Thursday, May 28, 2009

last night was interesting.
i'm really tired, and have enjoyed a night at home. i made brownies and hung all my pictures and bulletin boards from school in my room, and am now watching the season 5 premiere of jon and kate plus 8 (i've never really watched the show before, but i think it's interesting so far).

i know this is weird, but i was really bored earlier and looking at rings online. in my girliness, i have decided that if i ever enter into marriage (hah), i would like a pearl engagement ring. i want something really pretty, but also timeless and unique. pearls are all different, and i think it would be cool and symbolic of how something great can start from something small. kind of like God's relationship with us - he takes our imperfections and turns them into something beautiful to be used for His glory. i don't know how he does it, but i guess he just does!

anyway, i'll stop talking like a weirdo.

▶ _Supplied information_:
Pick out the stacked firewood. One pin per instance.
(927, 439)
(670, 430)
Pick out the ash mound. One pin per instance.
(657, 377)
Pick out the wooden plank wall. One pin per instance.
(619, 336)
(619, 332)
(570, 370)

▶ _Written tasks_:
A. In one to three sentences, explain why the writer of the blog post would like a pearl engagement ring.
B. Carry on the blog post from its last line, in the same casual voice.
You won't need the rows above for anything here.

▶ _Solved problems_:
A. The writer wants a ring that is pretty but also timeless and unique, and every pearl is different. A pearl would also stand for how something great can start from something small, which the writer compares to God taking our imperfections and turning them into something beautiful.

B.
i also had dr. pepper for the first time in quite a while tonight, which was exquisite.
and i have my first real day of lifeguarding tomorrow, so that will be interesting. i really hope it goes well, as i'm trying to do a lot better this summer and want to actually enjoy work.

i thought of something cool to write about today, but i forgot what it was! that is just so like me to forget. blah i'm trying so hard to be good about writing things down so that i remember them, but it just seems like i have complete add in that department. whatever, i'm done writing for now.

? Published at 11:54 PM

Wednesday, May 27, 2009

okay.
we're going over the basics of my rules for ze blog (mostly to establish them for myself, since i don't really think many people have time to keep up with the inner wonderings that take up my time).
BUT there will be little grammatical capitalization (God will be capitalized, but not i). and this blog is subject to sound semi-hypocritical at times, because i can have such conflicting emotions. i know that i control what i do and say, but sometimes it's hard to put that into non-conflicting words that make sense and are decisive and correct.

side note - i love itunes shuffle. falling down by muse = pure greatness.

so right now i'm waiting on dan dan the stan man to figure out what we're doing tonight.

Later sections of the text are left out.